### PROBLEM DESCRIPTION
Format the lines from the start of the records through the line containing "111], [124, 105]]", both ends included, as a JSON list of strings with one string per line and no blank lines. Omit the pictures from the list.

Object outline annotations
++++++++
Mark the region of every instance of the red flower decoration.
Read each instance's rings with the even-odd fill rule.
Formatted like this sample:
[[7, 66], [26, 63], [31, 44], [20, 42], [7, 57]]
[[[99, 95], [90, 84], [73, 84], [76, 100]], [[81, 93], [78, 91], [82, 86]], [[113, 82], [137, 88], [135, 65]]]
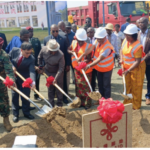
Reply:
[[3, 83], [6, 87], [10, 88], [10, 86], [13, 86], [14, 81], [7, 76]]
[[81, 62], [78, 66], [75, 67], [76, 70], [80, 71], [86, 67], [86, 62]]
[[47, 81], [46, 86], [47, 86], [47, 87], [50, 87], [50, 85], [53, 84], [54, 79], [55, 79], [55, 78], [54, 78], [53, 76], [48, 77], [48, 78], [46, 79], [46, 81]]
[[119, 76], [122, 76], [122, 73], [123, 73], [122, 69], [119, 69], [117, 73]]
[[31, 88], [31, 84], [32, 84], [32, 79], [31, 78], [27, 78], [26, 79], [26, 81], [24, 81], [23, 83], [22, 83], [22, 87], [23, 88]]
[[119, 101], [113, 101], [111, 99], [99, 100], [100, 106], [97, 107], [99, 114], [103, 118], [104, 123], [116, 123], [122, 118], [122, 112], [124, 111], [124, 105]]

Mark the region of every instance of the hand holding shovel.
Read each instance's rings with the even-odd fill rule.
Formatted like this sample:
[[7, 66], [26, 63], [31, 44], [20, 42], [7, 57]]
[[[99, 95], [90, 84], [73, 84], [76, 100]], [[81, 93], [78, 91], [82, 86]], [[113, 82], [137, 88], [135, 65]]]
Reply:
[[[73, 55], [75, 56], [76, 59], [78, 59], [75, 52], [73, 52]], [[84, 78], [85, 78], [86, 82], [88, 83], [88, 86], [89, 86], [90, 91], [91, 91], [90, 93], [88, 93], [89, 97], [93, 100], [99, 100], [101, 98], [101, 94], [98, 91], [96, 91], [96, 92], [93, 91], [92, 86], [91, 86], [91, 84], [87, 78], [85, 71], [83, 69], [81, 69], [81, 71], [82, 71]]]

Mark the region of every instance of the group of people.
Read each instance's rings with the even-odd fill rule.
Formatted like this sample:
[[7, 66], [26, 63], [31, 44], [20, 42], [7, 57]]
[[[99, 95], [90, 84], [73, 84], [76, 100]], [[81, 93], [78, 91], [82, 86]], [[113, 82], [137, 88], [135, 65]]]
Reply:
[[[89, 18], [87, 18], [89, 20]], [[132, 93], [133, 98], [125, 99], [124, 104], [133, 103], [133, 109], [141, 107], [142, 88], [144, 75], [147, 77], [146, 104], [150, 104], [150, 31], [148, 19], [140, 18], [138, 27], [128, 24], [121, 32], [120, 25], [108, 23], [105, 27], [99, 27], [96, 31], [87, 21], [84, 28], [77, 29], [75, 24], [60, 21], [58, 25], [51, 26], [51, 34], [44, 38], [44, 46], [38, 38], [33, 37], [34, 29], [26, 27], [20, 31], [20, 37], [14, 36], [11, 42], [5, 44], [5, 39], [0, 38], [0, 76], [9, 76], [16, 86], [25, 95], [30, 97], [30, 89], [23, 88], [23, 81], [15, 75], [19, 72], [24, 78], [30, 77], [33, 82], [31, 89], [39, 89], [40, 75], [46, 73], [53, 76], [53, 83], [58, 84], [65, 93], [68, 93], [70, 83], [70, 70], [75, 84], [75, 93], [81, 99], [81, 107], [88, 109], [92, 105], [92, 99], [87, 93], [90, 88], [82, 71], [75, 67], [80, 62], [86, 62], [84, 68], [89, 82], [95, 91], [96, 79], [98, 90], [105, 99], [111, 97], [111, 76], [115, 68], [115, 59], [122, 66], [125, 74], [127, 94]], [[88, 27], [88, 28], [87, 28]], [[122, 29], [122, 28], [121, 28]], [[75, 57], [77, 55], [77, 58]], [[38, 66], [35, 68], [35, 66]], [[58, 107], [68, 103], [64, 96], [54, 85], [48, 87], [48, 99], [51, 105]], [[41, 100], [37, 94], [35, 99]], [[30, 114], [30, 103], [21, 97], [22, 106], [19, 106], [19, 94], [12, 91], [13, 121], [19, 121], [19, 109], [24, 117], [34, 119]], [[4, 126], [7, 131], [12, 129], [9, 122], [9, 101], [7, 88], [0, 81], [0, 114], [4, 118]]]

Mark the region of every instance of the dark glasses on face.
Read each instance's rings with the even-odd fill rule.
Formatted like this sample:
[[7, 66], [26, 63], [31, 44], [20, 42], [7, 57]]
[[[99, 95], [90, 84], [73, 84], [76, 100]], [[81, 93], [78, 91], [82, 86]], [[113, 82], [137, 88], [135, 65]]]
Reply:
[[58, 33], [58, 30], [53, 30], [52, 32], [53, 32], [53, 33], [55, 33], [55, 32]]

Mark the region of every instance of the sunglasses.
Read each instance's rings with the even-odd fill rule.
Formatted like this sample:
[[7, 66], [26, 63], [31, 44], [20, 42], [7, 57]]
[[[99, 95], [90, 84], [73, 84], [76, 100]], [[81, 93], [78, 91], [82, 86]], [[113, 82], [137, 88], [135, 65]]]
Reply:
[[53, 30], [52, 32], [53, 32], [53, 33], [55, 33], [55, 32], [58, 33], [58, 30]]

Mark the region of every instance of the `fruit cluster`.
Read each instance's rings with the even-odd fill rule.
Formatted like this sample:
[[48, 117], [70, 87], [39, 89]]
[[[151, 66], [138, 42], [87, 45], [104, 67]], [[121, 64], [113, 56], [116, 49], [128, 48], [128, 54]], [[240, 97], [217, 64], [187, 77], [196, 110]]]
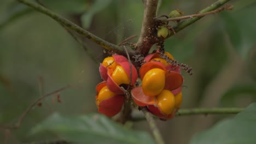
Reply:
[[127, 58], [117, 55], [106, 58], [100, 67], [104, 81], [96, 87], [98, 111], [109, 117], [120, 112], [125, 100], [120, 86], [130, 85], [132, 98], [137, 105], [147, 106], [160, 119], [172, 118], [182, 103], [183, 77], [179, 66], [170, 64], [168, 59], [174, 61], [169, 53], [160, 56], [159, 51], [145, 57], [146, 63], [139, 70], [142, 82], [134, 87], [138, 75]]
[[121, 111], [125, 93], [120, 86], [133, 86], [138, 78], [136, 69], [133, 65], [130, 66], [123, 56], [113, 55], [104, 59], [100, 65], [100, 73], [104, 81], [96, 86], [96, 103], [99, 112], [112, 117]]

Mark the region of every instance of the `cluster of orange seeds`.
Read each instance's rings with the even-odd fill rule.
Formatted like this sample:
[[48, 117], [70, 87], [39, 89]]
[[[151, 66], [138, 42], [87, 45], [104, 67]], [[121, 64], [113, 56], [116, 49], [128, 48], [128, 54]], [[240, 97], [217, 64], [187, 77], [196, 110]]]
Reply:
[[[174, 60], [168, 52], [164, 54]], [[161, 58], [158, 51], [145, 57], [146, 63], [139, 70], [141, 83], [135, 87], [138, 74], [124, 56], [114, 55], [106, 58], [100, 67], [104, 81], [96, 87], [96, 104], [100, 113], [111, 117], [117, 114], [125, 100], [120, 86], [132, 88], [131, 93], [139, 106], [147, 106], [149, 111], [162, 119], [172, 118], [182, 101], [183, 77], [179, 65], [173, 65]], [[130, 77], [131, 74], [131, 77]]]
++++++++
### SOLUTION TO THIS PROBLEM
[
  "Mark the region of every instance of the red flower decoration.",
  "Read each instance's rings with the even-odd fill rule.",
  "Formatted like this sample:",
  "[[7, 66], [26, 63], [31, 44], [20, 42], [7, 57]]",
  "[[[99, 95], [90, 84], [73, 84], [76, 100]], [[81, 93], [78, 91], [82, 86]], [[113, 82], [137, 88], [135, 65]]]",
  "Reply:",
  "[[3, 83], [6, 87], [10, 88], [10, 86], [13, 86], [14, 81], [7, 76]]",
  "[[81, 62], [78, 66], [75, 67], [76, 70], [80, 71], [86, 67], [86, 62]]",
  "[[47, 81], [46, 86], [47, 86], [47, 87], [50, 87], [50, 85], [53, 84], [54, 79], [55, 79], [55, 78], [54, 78], [53, 76], [48, 77], [48, 78], [46, 79], [46, 81]]",
  "[[119, 76], [122, 76], [122, 73], [123, 73], [122, 69], [119, 69], [117, 73]]",
  "[[31, 88], [31, 84], [32, 84], [32, 79], [31, 78], [27, 78], [26, 79], [26, 81], [24, 81], [23, 83], [22, 83], [22, 87], [23, 88]]",
  "[[119, 101], [113, 101], [111, 99], [99, 100], [100, 106], [97, 107], [99, 114], [103, 118], [104, 123], [116, 123], [122, 118], [122, 112], [124, 111], [124, 105]]"
]